> **Excerpts of bounding box data**
▽

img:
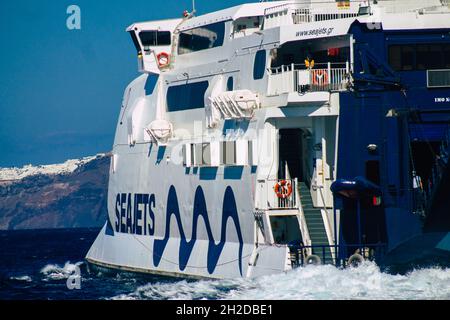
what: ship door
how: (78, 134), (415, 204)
(278, 129), (305, 181)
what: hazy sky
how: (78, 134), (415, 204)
(0, 0), (246, 167)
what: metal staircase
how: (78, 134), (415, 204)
(299, 182), (333, 263)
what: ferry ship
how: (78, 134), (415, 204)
(86, 0), (450, 278)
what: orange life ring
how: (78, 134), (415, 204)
(274, 180), (292, 199)
(156, 52), (170, 68)
(312, 69), (329, 86)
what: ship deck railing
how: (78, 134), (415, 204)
(264, 2), (361, 28)
(288, 242), (387, 268)
(267, 62), (350, 96)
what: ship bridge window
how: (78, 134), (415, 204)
(167, 81), (209, 112)
(388, 43), (450, 71)
(129, 31), (141, 52)
(178, 21), (225, 54)
(139, 30), (171, 51)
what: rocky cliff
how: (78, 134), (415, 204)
(0, 154), (110, 230)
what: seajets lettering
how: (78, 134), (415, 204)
(115, 193), (155, 235)
(295, 28), (334, 37)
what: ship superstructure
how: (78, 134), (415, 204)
(87, 0), (450, 278)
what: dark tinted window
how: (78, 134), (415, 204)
(366, 160), (380, 185)
(167, 81), (209, 111)
(401, 46), (414, 71)
(253, 50), (266, 80)
(444, 44), (450, 69)
(389, 43), (450, 71)
(139, 30), (171, 50)
(178, 22), (225, 54)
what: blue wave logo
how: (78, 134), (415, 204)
(153, 186), (244, 276)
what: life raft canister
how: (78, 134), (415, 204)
(156, 52), (170, 68)
(305, 254), (322, 266)
(274, 180), (292, 199)
(312, 69), (329, 86)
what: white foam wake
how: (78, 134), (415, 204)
(41, 261), (83, 281)
(113, 263), (450, 300)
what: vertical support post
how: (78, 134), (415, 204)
(357, 197), (362, 251)
(333, 194), (339, 267)
(350, 34), (355, 72)
(289, 63), (297, 92)
(328, 62), (334, 89)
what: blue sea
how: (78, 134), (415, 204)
(0, 229), (450, 300)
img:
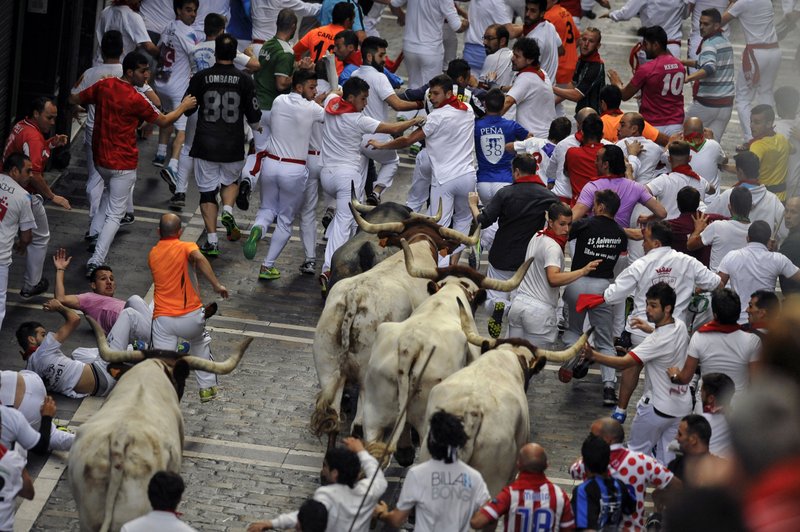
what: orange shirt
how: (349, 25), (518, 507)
(544, 4), (581, 84)
(600, 113), (658, 142)
(148, 237), (203, 319)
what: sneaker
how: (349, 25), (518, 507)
(200, 386), (219, 403)
(487, 301), (506, 338)
(236, 179), (253, 211)
(258, 264), (281, 281)
(220, 212), (242, 242)
(200, 241), (219, 257)
(158, 165), (178, 194)
(19, 277), (50, 299)
(322, 207), (336, 231)
(603, 386), (617, 406)
(169, 192), (186, 207)
(242, 225), (261, 260)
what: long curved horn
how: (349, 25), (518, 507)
(400, 238), (439, 281)
(536, 329), (594, 362)
(439, 225), (481, 246)
(409, 198), (442, 223)
(86, 316), (146, 363)
(456, 298), (497, 349)
(182, 338), (253, 375)
(350, 181), (375, 214)
(350, 202), (406, 233)
(481, 257), (533, 292)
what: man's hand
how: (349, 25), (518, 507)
(39, 395), (56, 417)
(53, 248), (72, 270)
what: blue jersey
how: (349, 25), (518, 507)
(475, 115), (528, 183)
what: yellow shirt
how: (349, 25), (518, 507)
(750, 133), (792, 201)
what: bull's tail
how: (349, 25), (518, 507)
(100, 427), (129, 532)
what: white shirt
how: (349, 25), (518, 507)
(153, 20), (201, 90)
(422, 104), (475, 185)
(266, 92), (325, 161)
(525, 20), (561, 85)
(120, 510), (197, 532)
(617, 137), (664, 185)
(647, 172), (709, 220)
(391, 0), (460, 54)
(397, 459), (491, 532)
(687, 330), (761, 392)
(714, 243), (800, 323)
(603, 247), (720, 332)
(628, 319), (692, 417)
(320, 94), (381, 172)
(353, 65), (394, 122)
(94, 4), (152, 66)
(517, 233), (564, 307)
(0, 173), (36, 266)
(508, 72), (556, 139)
(728, 0), (778, 44)
(250, 0), (322, 41)
(700, 220), (750, 272)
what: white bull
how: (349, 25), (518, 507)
(68, 318), (252, 531)
(363, 242), (533, 465)
(311, 202), (479, 448)
(420, 300), (588, 494)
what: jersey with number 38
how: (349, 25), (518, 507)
(186, 63), (261, 163)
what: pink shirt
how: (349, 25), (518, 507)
(75, 292), (125, 334)
(631, 54), (686, 126)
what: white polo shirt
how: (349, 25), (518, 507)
(266, 92), (325, 161)
(714, 243), (800, 323)
(422, 104), (475, 185)
(508, 70), (556, 139)
(320, 94), (381, 173)
(687, 330), (761, 392)
(700, 220), (750, 271)
(628, 319), (692, 417)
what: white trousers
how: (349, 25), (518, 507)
(89, 166), (136, 265)
(150, 307), (217, 390)
(320, 167), (366, 272)
(254, 158), (308, 268)
(736, 48), (781, 142)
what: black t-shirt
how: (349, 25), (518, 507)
(186, 64), (261, 163)
(569, 216), (628, 279)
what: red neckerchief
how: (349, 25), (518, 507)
(536, 227), (567, 250)
(672, 164), (700, 181)
(697, 320), (741, 334)
(683, 133), (706, 151)
(517, 65), (544, 81)
(325, 96), (358, 115)
(436, 94), (468, 111)
(747, 129), (775, 150)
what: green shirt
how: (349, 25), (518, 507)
(253, 37), (294, 111)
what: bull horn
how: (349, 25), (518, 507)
(400, 238), (439, 281)
(409, 198), (442, 223)
(86, 316), (147, 363)
(350, 181), (375, 214)
(536, 329), (594, 362)
(456, 298), (497, 349)
(182, 338), (253, 375)
(481, 257), (533, 292)
(350, 202), (406, 234)
(439, 225), (481, 246)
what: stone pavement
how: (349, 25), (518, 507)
(0, 2), (797, 530)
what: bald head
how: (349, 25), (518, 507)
(517, 443), (547, 473)
(158, 212), (181, 238)
(590, 417), (625, 445)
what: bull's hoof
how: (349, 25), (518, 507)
(394, 447), (414, 467)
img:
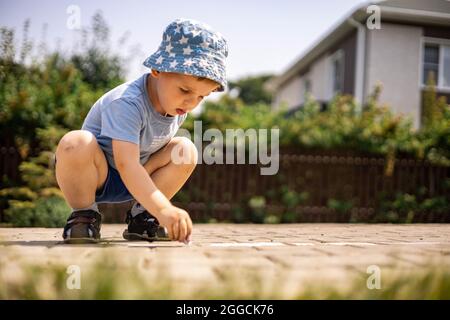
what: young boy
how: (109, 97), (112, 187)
(55, 19), (228, 243)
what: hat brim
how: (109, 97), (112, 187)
(143, 52), (227, 92)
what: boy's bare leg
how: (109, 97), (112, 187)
(144, 137), (197, 200)
(55, 130), (108, 209)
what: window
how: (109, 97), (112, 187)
(303, 79), (311, 94)
(422, 42), (450, 89)
(331, 50), (344, 95)
(422, 44), (439, 84)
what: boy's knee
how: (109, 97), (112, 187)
(56, 130), (97, 160)
(171, 137), (198, 167)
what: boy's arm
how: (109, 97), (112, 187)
(112, 139), (192, 241)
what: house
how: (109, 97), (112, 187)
(266, 0), (450, 129)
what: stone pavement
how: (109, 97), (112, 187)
(0, 224), (450, 298)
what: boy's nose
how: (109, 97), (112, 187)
(183, 98), (201, 110)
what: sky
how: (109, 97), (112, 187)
(0, 0), (367, 80)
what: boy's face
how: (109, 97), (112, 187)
(149, 70), (219, 116)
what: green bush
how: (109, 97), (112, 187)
(5, 196), (70, 228)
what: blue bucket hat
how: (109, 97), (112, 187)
(144, 18), (228, 92)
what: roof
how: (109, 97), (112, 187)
(265, 0), (450, 91)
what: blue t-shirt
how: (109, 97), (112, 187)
(81, 73), (187, 169)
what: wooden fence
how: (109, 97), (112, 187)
(0, 148), (450, 222)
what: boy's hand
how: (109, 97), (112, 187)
(157, 206), (192, 242)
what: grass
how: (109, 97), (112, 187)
(0, 249), (450, 299)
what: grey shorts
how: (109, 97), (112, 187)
(54, 154), (134, 203)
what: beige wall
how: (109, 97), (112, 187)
(364, 23), (422, 128)
(274, 76), (304, 109)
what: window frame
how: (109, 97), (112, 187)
(419, 37), (450, 93)
(329, 49), (345, 98)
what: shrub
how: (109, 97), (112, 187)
(5, 196), (70, 228)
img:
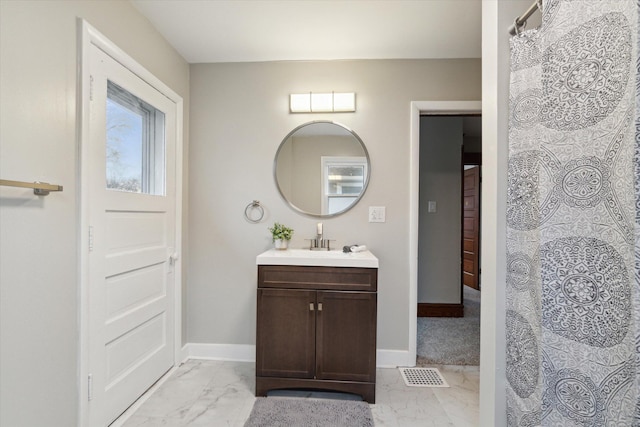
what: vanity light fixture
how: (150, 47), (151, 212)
(289, 92), (356, 113)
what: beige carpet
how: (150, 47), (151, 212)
(417, 286), (480, 366)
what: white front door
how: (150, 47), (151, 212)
(87, 45), (178, 426)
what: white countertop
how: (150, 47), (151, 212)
(256, 249), (378, 268)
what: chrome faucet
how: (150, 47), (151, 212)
(307, 222), (331, 251)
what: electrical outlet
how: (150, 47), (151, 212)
(369, 206), (386, 222)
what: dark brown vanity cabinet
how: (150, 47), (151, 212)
(256, 265), (378, 403)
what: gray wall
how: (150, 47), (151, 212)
(187, 59), (481, 351)
(0, 1), (189, 427)
(418, 116), (463, 304)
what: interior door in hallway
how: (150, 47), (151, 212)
(83, 46), (178, 426)
(462, 166), (480, 290)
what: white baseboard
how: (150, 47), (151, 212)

△

Reproduce the entries verbatim, starting at the line that contains "what: boy's hand" and ending at the final line of the entries, with both of those lines included. Leave the pictures out of your answer.

> **Task response**
what: boy's hand
how: (109, 97), (112, 187)
(157, 206), (192, 242)
what: grass
how: (109, 97), (112, 187)
(0, 249), (450, 299)
what: grey shorts
how: (109, 97), (112, 187)
(54, 154), (134, 203)
what: beige wall
how: (109, 97), (112, 187)
(364, 23), (422, 128)
(274, 76), (304, 109)
what: window frame
how: (109, 97), (112, 187)
(419, 37), (450, 93)
(329, 49), (345, 98)
what: shrub
how: (109, 97), (112, 187)
(5, 196), (70, 228)
img:
what: vanity light fixture
how: (150, 47), (151, 212)
(289, 92), (356, 113)
what: beige carpet
how: (150, 47), (151, 212)
(417, 286), (480, 366)
what: white front door
how: (150, 47), (151, 212)
(87, 45), (178, 426)
what: white countertop
how: (150, 47), (151, 212)
(256, 249), (378, 268)
what: chrome faucet
how: (150, 47), (151, 212)
(307, 222), (331, 251)
what: electrical outlet
how: (150, 47), (151, 212)
(369, 206), (386, 222)
what: dark brown vanity cabinet
how: (150, 47), (151, 212)
(256, 265), (378, 403)
what: gray wall
how: (150, 47), (151, 212)
(187, 59), (481, 351)
(0, 1), (189, 427)
(418, 116), (463, 304)
what: interior door in hallway
how: (150, 47), (151, 212)
(83, 46), (178, 426)
(462, 166), (480, 290)
what: white baseboard
how: (150, 47), (151, 212)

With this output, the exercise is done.